● **What is required**:
Echo each of the items below word for word, leaving out the pictures.

━━━━━ Supplied data

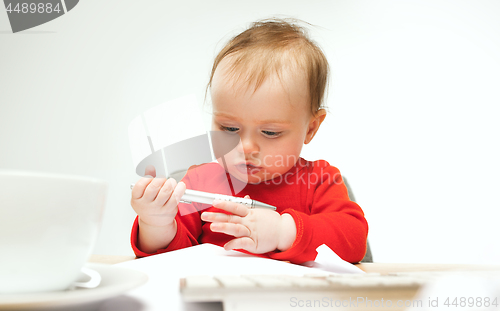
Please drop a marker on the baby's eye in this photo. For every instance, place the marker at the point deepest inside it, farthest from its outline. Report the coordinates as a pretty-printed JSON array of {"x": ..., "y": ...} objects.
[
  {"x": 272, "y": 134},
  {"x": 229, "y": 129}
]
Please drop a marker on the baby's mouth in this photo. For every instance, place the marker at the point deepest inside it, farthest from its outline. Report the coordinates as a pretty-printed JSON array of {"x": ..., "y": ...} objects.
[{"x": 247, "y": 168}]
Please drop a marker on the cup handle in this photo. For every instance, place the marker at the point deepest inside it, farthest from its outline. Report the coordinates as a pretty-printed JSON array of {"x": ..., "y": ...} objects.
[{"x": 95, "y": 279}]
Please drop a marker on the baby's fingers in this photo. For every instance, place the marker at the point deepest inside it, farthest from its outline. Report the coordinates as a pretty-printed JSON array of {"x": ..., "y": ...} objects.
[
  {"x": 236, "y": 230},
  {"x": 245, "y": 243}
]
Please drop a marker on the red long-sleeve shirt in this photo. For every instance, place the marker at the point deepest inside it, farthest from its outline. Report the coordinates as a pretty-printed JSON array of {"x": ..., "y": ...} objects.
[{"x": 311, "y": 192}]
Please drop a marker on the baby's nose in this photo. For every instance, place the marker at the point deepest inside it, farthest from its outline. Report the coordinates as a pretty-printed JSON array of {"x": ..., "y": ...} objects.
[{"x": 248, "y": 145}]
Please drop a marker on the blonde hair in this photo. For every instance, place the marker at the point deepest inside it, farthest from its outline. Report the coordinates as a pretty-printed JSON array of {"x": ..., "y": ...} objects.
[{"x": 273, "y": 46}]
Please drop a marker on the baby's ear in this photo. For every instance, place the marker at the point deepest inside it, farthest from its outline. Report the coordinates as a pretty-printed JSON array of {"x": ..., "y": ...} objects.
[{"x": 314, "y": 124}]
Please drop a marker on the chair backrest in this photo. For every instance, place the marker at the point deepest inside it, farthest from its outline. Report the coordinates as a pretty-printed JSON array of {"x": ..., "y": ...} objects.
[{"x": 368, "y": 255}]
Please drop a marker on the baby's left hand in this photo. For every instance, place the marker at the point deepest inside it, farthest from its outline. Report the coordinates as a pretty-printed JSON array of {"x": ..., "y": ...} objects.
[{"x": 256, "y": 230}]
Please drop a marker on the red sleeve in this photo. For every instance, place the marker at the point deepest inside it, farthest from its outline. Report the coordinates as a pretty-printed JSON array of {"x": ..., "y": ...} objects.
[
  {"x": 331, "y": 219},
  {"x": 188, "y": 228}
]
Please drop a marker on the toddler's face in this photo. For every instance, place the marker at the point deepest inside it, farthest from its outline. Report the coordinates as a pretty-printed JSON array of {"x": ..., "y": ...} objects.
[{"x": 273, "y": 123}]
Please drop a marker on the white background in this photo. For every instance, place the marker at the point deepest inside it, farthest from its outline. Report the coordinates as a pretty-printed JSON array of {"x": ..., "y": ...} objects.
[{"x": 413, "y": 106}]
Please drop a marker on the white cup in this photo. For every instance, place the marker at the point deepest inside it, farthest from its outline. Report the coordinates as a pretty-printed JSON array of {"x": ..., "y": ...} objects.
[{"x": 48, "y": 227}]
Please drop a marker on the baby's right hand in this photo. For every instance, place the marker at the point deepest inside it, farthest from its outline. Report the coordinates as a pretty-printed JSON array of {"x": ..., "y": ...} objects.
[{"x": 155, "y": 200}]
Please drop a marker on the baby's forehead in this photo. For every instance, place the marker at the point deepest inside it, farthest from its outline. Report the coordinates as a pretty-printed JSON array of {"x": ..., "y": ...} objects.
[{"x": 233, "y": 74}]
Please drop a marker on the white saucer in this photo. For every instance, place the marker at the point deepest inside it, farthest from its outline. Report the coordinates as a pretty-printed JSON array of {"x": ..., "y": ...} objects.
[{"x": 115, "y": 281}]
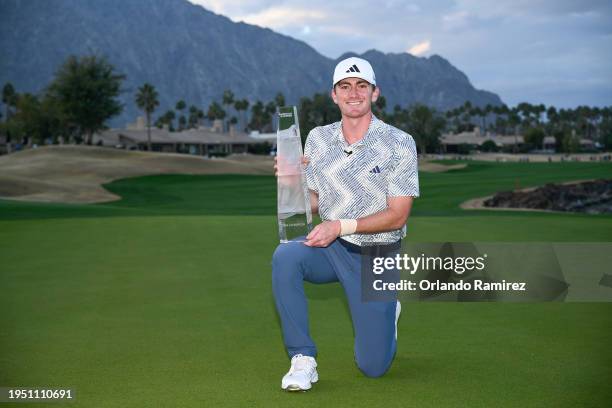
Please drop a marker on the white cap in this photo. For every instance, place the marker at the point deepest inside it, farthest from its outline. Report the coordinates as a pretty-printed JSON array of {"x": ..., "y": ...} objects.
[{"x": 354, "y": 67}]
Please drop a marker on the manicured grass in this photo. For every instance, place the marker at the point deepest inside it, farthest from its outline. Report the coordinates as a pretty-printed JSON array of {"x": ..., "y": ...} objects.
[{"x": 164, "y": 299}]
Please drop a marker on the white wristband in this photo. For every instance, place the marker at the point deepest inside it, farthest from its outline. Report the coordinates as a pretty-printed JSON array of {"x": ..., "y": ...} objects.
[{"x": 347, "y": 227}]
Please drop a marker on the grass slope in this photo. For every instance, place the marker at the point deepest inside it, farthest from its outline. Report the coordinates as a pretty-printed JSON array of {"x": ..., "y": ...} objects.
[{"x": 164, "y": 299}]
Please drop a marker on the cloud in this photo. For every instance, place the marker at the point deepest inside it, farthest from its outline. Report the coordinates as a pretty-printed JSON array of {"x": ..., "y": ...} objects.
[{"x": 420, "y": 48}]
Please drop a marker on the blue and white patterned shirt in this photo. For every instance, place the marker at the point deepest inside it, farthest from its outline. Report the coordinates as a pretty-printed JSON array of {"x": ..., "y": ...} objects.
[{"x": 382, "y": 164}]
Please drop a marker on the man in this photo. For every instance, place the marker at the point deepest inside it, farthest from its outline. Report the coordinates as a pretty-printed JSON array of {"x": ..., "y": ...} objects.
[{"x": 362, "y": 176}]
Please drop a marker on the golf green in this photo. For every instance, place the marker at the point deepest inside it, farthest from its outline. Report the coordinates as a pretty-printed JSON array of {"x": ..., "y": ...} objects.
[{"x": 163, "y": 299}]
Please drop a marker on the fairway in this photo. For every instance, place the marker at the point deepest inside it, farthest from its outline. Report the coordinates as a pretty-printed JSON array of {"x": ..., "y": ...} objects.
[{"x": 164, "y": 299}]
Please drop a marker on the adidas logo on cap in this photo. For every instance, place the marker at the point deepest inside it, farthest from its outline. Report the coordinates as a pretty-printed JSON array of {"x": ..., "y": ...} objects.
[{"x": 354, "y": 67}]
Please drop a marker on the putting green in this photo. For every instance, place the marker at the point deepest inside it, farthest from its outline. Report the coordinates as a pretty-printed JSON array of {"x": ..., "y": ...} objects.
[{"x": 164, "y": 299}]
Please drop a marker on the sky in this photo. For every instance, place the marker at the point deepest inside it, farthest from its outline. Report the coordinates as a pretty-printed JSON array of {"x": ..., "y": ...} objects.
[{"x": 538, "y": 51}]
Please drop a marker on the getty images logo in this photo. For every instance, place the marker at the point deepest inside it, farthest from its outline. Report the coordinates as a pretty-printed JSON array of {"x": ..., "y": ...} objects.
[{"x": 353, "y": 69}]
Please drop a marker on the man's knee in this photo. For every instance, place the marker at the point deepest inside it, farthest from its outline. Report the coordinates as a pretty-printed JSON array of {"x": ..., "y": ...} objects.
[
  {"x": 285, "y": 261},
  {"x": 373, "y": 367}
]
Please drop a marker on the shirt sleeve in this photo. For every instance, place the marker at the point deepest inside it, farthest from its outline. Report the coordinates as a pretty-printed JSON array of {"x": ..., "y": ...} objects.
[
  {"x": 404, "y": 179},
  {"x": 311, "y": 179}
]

━━━━━━━━━━

● **Solution to this problem**:
Please drop a marker on the baby's eye in this photo. For every instance, place the marker at the point deepest inside it, farthest from its outline. Report the coordinates as a pretty-printed JSON array of {"x": ..., "y": ...} objects.
[
  {"x": 272, "y": 134},
  {"x": 229, "y": 129}
]
Please drop a marker on the baby's mouth in this photo. For every instance, place the marker at the point deepest inside it, farthest from its outline. Report the coordinates as a pretty-printed JSON array of {"x": ..., "y": ...} objects.
[{"x": 247, "y": 168}]
Please drop a marker on the cup handle in this photo. For every instance, place the marker at the point deepest inside it, farthest from its outline. Report the coordinates as a pretty-printed JSON array of {"x": ..., "y": ...} objects.
[{"x": 95, "y": 279}]
Please drop a marker on the baby's fingers in this photo. For every instance, place the marker at the point deepest inside it, farthest from its outline. Report the coordinates as a pretty-printed JSON array of {"x": ..., "y": ...} objects.
[
  {"x": 236, "y": 230},
  {"x": 245, "y": 243}
]
Please drop a marker on the red long-sleeve shirt in this photo. For every instance, place the marker at the point deepest inside it, farthest from its outline. Report the coordinates as a pretty-printed JSON array of {"x": ..., "y": ...} objects.
[{"x": 311, "y": 192}]
Please drop a marker on the baby's nose in this photo. For every instance, place the marker at the point deepest inside it, farthest from its outline. Report the coordinates as a pretty-printed JSON array of {"x": ..., "y": ...} objects.
[{"x": 248, "y": 145}]
Please drop a marker on the blonde hair in this photo. For every instance, place the marker at the point deepest inside it, farthest from its outline. Report the coordinates as a pretty-printed JSON array of {"x": ..., "y": ...} objects.
[{"x": 273, "y": 46}]
Please drop a marker on the baby's ear in this photo. For every instance, place the marker at the point deepest inside it, farthest from its outline. Report the coordinates as a pretty-printed JSON array of {"x": ..., "y": ...} objects.
[{"x": 314, "y": 124}]
Please drop a marker on the chair backrest in this photo. For every instance, place the marker at the point deepest inside it, farthest from its outline. Report the coordinates as a pretty-printed JSON array of {"x": ..., "y": ...} objects.
[{"x": 368, "y": 255}]
Please drop a marker on the baby's left hand in this photo. For every instance, place the marker at the point deepest inside it, farthest from its outline. Report the coordinates as a pretty-printed JSON array of {"x": ..., "y": ...} objects.
[{"x": 256, "y": 230}]
Please drop a marker on the red sleeve in this photo. For every instance, place the marker at the point deepest inside it, farthest from its outline. Report the coordinates as a pretty-printed JSON array of {"x": ..., "y": ...} objects.
[
  {"x": 331, "y": 219},
  {"x": 188, "y": 228}
]
Please drop a marker on the toddler's face in this photo. For every instance, place the marker at the point deepest inside it, farthest from its outline. Report the coordinates as a pretty-printed JSON array of {"x": ..., "y": ...} objects.
[{"x": 273, "y": 123}]
Please drop a marker on the white background in this photo. For every instance, place the marker at the point deepest inside it, farthest from its outline. Report the coordinates as a pretty-printed JSON array of {"x": ..., "y": ...} objects.
[{"x": 413, "y": 106}]
Please drop a marker on the white cup in this photo. For every instance, place the marker at the point deepest inside it, farthest from its outline. Report the coordinates as a pretty-printed JSON array of {"x": ..., "y": ...} objects.
[{"x": 48, "y": 227}]
Please drop a marker on the baby's right hand in this photo. For every instance, place the marker at the point deepest inside it, farthest from its outline. Report the coordinates as a pretty-printed JSON array of {"x": ..., "y": ...} objects.
[{"x": 155, "y": 200}]
Please drop a marker on the baby's forehead in this photo. For every instance, place the marker at the point deepest inside it, farthest from its outline. Report the coordinates as a pretty-printed JSON array of {"x": ..., "y": ...} objects.
[{"x": 233, "y": 74}]
Please drop a marker on the white saucer in this photo. For every instance, place the marker at the point deepest inside it, farthest from its outline. Report the coordinates as a pretty-printed JSON array of {"x": ..., "y": ...} objects.
[{"x": 115, "y": 281}]
Please drop a marker on the white cap in this photo. For every instance, place the marker at the point deepest inside it, farthest from its outline. Report the coordinates as a pretty-printed JSON array of {"x": ..., "y": ...} objects.
[{"x": 354, "y": 67}]
Please drop a marker on the manicured grass in this photo. For every instance, place the marker at the point deepest inside it, farthest from its outline. Report the coordinates as a pretty-printed JSON array of {"x": ..., "y": ...} objects.
[{"x": 164, "y": 299}]
Please drop a marker on the white wristband in this photo. For every instance, place the marker at the point deepest inside it, farthest from its outline. Report the coordinates as a pretty-printed JSON array of {"x": ..., "y": ...} objects.
[{"x": 347, "y": 227}]
Please drop a marker on the grass slope in this photo. For every instance, place the marker at the point deepest inside it, farthest from its outline. Report the coordinates as a pretty-printed JSON array of {"x": ..., "y": ...} objects.
[{"x": 164, "y": 299}]
Please drop a marker on the cloud in this photo. For every instance, place the marker at the point deepest inside it, farthest from its outline. Report the coordinates as a pretty-printed JSON array of {"x": ..., "y": ...} objects.
[{"x": 420, "y": 48}]
Please drop a marker on the blue and white patterned shirt in this photo. For every instance, place the marker at the point deepest inside it, farthest from its outline. Report the coordinates as a pretty-printed JSON array of {"x": ..., "y": ...} objects.
[{"x": 382, "y": 164}]
Please drop a marker on the man in this photo. For every instance, place the marker at the point deepest inside it, farthest from its outline. Report the coordinates as a pretty-printed JSON array of {"x": ..., "y": ...} objects.
[{"x": 362, "y": 176}]
Please drop a marker on the golf green in this photo. For every instance, place the marker at the point deepest inside it, farthest from its outline. Report the coordinates as a pretty-printed JSON array of {"x": ..., "y": ...} objects.
[{"x": 163, "y": 299}]
Please drop a marker on the fairway in this photo. For every instance, place the marker at the point deepest inside it, farthest from its outline. Report the coordinates as a pretty-printed JSON array of {"x": ..., "y": ...} objects.
[{"x": 164, "y": 299}]
Please drop a marker on the adidas logo on cap in this photo. For every instance, place the marker at the point deepest inside it, farthest from its outline. Report the coordinates as a pretty-printed JSON array of {"x": ..., "y": ...} objects.
[{"x": 354, "y": 67}]
Please drop a marker on the putting green in this photo. For every instance, place the marker at the point deepest inside it, farthest from its outline. Report the coordinates as a pretty-printed JSON array of {"x": ..., "y": ...} objects.
[{"x": 164, "y": 299}]
Please drop a marker on the sky in this photo. For every instance, place the marker at the point deepest inside it, farthest from its outline. Report the coordinates as a pretty-printed JSON array of {"x": ..., "y": ...} objects.
[{"x": 538, "y": 51}]
Please drop a marker on the getty images logo in this photo. For every instance, place the marker at the point deepest inside it, farthest from its outline. Report the coordinates as a pretty-printed JSON array of {"x": ..., "y": ...} objects.
[{"x": 353, "y": 69}]
Please drop a marker on the man's knee in this photo. For every instance, place the marker at the point deepest inside it, farthest from its outline. Report the coordinates as a pretty-printed JSON array of {"x": ..., "y": ...} objects.
[
  {"x": 285, "y": 261},
  {"x": 373, "y": 367}
]
Please drop a marker on the shirt sleeve in this photo. For every instance, place the marker at the point deepest inside it, farthest from its outline. Report the coordinates as a pretty-printed JSON array of {"x": ..., "y": ...} objects.
[
  {"x": 404, "y": 179},
  {"x": 311, "y": 179}
]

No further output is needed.